>> BEGIN Dataset records

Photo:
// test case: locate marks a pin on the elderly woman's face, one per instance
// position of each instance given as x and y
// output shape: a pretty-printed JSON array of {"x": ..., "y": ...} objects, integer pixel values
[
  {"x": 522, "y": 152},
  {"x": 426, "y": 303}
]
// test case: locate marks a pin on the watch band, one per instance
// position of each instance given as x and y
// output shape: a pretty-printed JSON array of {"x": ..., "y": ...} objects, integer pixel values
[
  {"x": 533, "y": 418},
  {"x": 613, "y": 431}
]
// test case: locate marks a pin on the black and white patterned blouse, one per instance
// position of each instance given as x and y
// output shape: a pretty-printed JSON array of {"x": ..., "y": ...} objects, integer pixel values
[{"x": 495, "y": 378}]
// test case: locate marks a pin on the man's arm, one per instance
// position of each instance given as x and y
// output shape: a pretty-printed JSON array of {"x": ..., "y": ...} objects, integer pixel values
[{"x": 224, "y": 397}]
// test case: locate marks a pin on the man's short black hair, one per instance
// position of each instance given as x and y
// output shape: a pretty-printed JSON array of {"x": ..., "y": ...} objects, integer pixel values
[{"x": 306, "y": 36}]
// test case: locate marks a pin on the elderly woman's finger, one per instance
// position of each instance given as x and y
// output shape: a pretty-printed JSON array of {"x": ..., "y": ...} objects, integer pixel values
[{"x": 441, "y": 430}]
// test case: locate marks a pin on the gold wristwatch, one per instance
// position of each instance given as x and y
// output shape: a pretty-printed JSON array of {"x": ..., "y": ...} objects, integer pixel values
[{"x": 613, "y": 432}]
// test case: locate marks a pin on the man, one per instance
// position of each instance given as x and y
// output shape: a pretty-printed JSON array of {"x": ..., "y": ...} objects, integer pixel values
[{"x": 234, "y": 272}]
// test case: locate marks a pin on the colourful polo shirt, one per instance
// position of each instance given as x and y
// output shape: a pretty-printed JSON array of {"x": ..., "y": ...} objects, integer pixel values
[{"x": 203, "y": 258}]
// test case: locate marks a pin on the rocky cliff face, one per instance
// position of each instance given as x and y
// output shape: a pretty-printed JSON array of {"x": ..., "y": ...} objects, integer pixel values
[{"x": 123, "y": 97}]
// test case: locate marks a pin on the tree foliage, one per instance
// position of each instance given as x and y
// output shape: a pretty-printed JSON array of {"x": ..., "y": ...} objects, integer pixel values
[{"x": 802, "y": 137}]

>> END Dataset records

What is required: Convert the lines above into a Markdown table with the columns "Index" and "Line," one numbered row per line, omitting any blank lines.

Written reply:
| Index | Line |
|---|---|
| 1 | Photo: |
| 2 | // test case: locate marks a pin on the elderly woman's face, one per instance |
| 3 | // position of each instance given as x and y |
| 4 | // output shape: a pretty-printed JSON array of {"x": ..., "y": ...} objects, integer pixel values |
| 5 | [ |
| 6 |   {"x": 522, "y": 152}, |
| 7 |   {"x": 426, "y": 303} |
| 8 | ] |
| 9 | // test case: locate marks a pin on the watch band, one per instance |
| 10 | // position of each instance given as x and y |
| 11 | // output shape: a pretty-printed JSON array of {"x": ..., "y": ...} objects, integer pixel values |
| 12 | [ |
| 13 |   {"x": 533, "y": 418}, |
| 14 |   {"x": 613, "y": 431} |
| 15 | ] |
| 16 | // test case: locate marks a pin on the black and white patterned blouse, one per instance |
| 17 | // position of each instance given as x and y |
| 18 | // output shape: a pretty-printed JSON array of {"x": ..., "y": ...} objects, integer pixel values |
| 19 | [{"x": 495, "y": 378}] |
| 20 | // test case: locate marks a pin on the man's arm, one per instance |
| 21 | // position of each instance given as x and y |
| 22 | // output shape: a pretty-printed JSON array of {"x": ..., "y": ...} objects, integer pixel values |
| 23 | [{"x": 224, "y": 397}] |
| 24 | // test case: locate marks a pin on the man's short black hair, one per instance |
| 25 | // position of each instance given as x and y |
| 26 | // output shape: a pretty-printed JSON array of {"x": ..., "y": ...} objects, integer pixel values |
| 27 | [{"x": 306, "y": 36}] |
| 28 | // test case: locate marks a pin on the elderly woman's finger, one per instance |
| 29 | // position of each instance given as x and y |
| 30 | // output shape: a pretty-printed JSON array of {"x": ..., "y": ...} objects, integer pixel values |
| 31 | [{"x": 441, "y": 430}] |
| 32 | // test case: locate marks a pin on the gold wristwatch, one per instance |
| 33 | // position of each instance given as x and y |
| 34 | // output shape: a pretty-printed JSON array of {"x": ..., "y": ...} objects, integer pixel values |
| 35 | [{"x": 613, "y": 432}] |
| 36 | // test case: locate marks a pin on the man, one per instance |
| 37 | // position of each instance given as x and y |
| 38 | // output shape: a pretty-printed JSON array of {"x": ..., "y": ...} objects, integer pixel values |
| 39 | [{"x": 234, "y": 272}] |
| 40 | // test case: locate marks a pin on the colourful polo shirt, one per instance |
| 41 | // position of each instance given as x and y |
| 42 | // output shape: a pretty-printed JSON array of {"x": ..., "y": ...} objects, integer pixel values |
| 43 | [{"x": 203, "y": 258}] |
| 44 | // test case: locate marks a pin on the rocky cliff face, one per instance |
| 45 | // position of each instance given as x and y |
| 46 | // output shape: a pretty-printed JSON array of {"x": ..., "y": ...} objects, integer pixel values |
| 47 | [{"x": 123, "y": 97}] |
| 48 | // test case: locate marks a pin on the tree foliage, one per instance |
| 49 | // position of each instance given as x and y |
| 50 | // output shape: a pretty-printed JSON array of {"x": ..., "y": ...} objects, integer pixel values |
| 51 | [{"x": 802, "y": 137}] |